### Exercise
For the records below, output every line from the one holding "Reviewer note: check that each instance of the man in white" through the final line, unaltered, and no other lines.

### Data for this task
-----

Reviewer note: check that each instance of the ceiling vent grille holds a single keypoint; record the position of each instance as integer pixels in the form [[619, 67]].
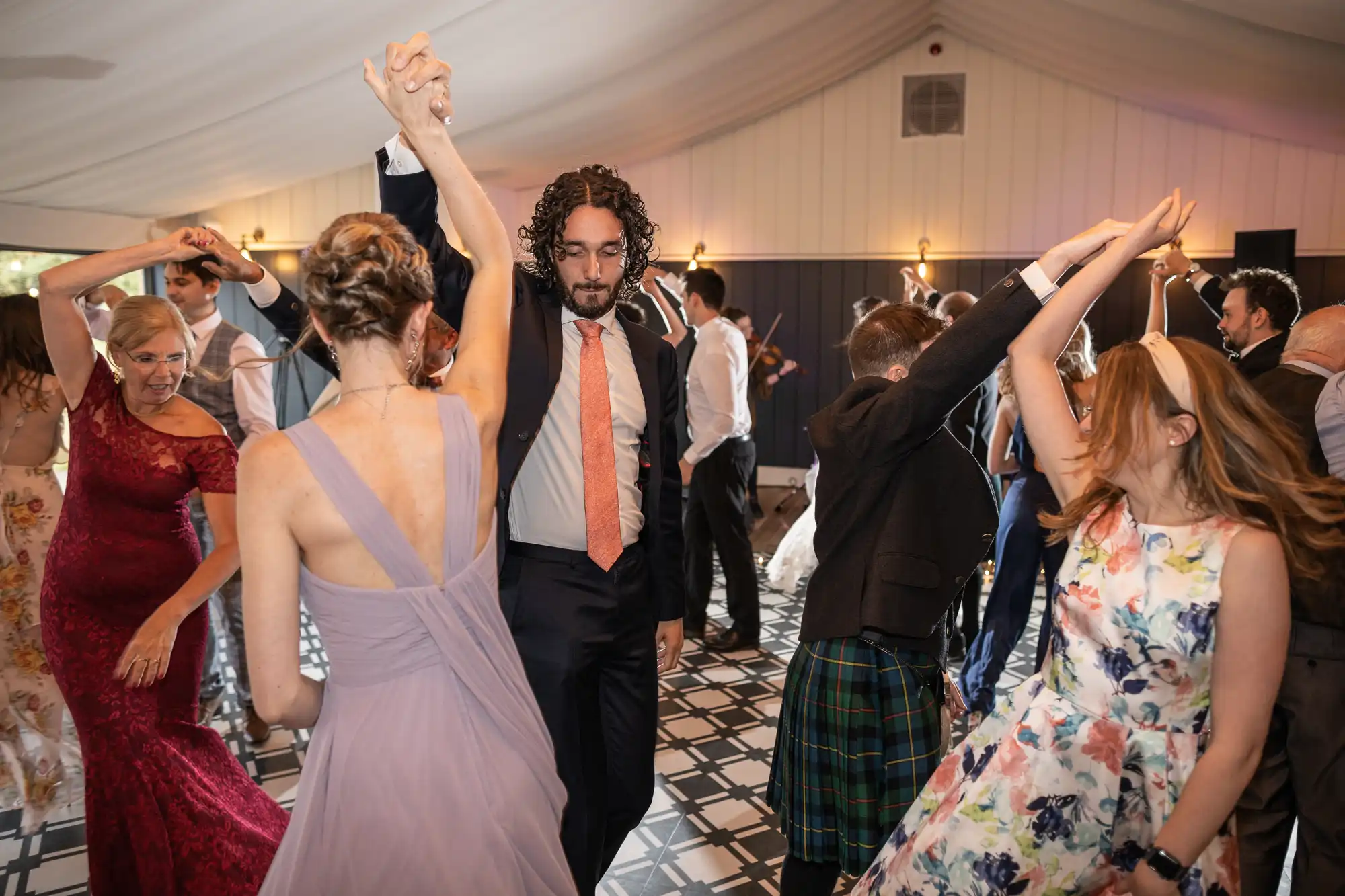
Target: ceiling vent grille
[[934, 106]]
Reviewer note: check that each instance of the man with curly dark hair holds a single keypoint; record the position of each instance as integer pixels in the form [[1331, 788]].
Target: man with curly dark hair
[[591, 494], [1256, 309]]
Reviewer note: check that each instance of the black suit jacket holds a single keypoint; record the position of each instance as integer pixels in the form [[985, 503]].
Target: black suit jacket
[[1295, 392], [1261, 360], [905, 512], [535, 369]]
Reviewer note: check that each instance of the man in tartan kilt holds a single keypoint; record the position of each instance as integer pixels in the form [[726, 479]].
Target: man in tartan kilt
[[905, 517]]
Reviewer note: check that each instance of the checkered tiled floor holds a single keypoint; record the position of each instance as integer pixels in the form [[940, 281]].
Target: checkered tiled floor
[[709, 829]]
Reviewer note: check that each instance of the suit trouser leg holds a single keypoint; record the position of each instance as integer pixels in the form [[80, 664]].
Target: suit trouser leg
[[699, 559], [1017, 559], [1303, 774], [212, 676], [231, 604], [587, 641], [723, 489], [1052, 557]]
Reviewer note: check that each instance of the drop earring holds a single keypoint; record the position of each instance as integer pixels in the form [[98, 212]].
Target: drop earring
[[411, 362]]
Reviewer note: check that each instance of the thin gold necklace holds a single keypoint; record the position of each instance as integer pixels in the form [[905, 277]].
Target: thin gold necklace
[[388, 395]]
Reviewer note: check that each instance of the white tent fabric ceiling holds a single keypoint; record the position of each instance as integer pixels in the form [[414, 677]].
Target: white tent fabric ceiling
[[153, 110]]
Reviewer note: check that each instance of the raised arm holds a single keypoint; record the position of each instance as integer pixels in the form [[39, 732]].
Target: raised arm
[[1055, 434], [64, 323], [408, 192], [961, 360], [283, 693], [1157, 321], [1176, 264]]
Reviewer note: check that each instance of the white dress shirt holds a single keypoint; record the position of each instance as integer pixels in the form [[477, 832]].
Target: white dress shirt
[[716, 389], [1331, 423], [400, 159], [254, 397], [547, 506]]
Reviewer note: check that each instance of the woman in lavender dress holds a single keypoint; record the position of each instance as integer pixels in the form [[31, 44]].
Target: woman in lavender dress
[[430, 768]]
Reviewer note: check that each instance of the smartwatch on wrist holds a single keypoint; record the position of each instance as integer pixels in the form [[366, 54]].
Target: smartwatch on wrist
[[1165, 864]]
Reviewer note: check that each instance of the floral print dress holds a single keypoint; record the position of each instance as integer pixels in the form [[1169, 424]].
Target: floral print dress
[[33, 755], [1066, 784]]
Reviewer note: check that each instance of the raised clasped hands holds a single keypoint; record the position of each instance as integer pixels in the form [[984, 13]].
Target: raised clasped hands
[[415, 84], [1161, 225], [1174, 264], [186, 243], [229, 263]]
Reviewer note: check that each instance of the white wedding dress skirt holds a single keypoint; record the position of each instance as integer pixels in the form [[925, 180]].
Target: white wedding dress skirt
[[796, 559]]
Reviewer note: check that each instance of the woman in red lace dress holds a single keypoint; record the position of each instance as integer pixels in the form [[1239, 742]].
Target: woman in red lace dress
[[170, 810]]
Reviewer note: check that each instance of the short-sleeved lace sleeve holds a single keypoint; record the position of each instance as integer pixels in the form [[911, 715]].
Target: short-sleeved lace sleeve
[[215, 462]]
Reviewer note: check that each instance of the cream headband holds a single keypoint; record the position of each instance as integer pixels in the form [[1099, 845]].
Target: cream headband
[[1171, 368]]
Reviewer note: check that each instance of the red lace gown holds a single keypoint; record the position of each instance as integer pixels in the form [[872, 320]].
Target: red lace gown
[[170, 810]]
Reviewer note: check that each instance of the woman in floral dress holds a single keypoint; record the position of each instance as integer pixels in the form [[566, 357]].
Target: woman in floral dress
[[33, 771], [1186, 502]]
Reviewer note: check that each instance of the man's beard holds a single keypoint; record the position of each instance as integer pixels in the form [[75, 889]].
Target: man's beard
[[1231, 341], [607, 299]]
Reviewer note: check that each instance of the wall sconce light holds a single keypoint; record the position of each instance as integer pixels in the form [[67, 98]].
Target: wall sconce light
[[259, 236], [696, 255]]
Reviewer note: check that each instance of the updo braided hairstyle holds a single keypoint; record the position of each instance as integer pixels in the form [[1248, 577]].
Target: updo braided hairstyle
[[365, 276]]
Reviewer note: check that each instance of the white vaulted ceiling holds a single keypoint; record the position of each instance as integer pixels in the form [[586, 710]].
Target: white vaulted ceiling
[[153, 108]]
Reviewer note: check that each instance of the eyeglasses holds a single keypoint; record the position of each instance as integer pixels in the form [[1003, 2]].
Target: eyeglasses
[[149, 361]]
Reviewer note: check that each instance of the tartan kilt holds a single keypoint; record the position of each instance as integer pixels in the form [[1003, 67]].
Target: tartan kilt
[[859, 739]]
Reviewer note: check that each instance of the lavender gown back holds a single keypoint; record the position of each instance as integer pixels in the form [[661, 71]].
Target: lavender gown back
[[430, 770]]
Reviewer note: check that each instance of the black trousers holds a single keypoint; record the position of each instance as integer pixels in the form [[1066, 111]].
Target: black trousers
[[587, 639], [718, 517], [1301, 775]]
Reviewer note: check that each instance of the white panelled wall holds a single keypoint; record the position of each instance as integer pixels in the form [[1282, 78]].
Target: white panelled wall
[[831, 177]]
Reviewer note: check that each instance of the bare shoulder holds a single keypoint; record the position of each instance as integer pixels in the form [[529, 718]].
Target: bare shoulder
[[197, 421], [272, 459], [1256, 545], [1256, 567]]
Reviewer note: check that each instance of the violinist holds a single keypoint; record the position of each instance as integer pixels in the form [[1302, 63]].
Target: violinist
[[769, 366]]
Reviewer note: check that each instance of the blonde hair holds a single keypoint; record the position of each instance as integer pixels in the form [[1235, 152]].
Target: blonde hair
[[138, 319], [1243, 463]]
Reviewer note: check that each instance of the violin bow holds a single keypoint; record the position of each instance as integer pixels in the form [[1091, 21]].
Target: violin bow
[[766, 341]]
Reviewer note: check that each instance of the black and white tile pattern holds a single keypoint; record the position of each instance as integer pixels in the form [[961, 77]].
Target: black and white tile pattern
[[709, 829]]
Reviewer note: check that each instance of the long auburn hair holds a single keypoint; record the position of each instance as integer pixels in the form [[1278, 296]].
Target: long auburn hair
[[1245, 463], [24, 354]]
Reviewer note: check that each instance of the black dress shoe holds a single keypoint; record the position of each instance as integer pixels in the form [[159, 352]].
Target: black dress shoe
[[730, 641]]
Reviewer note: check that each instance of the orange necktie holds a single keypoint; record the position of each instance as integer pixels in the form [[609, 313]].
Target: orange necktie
[[602, 506]]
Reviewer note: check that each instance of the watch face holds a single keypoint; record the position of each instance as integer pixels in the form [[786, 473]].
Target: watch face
[[1164, 865]]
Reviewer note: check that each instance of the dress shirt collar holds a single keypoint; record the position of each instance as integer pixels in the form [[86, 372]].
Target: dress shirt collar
[[208, 326], [609, 321], [1249, 349]]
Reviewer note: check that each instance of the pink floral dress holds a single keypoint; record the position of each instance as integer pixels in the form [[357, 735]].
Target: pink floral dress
[[1066, 784], [38, 766]]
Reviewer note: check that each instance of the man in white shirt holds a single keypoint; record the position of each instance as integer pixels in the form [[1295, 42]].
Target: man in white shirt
[[718, 467], [245, 405]]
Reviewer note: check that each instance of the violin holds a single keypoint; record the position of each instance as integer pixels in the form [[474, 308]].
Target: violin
[[766, 353]]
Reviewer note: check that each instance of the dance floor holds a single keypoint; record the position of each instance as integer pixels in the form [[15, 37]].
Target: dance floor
[[709, 829]]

-----

### Worked solution
Reviewer note: check that each instance of the man in white shirt holds a single keypoint; record the position of each instance as integer pixels in the form [[1295, 42]].
Target: man in white shirt
[[718, 467], [245, 405]]
Reviewer note: check that each instance of the violin holds a single keypoint; record the position of each instance as integer pixels in the form [[474, 308]].
Target: violin
[[766, 353]]
Reviewer note: check that each instance of the dance floor holds a single keypoint; record the position of each instance as integer pixels in the form [[15, 37]].
Target: dance floor
[[709, 829]]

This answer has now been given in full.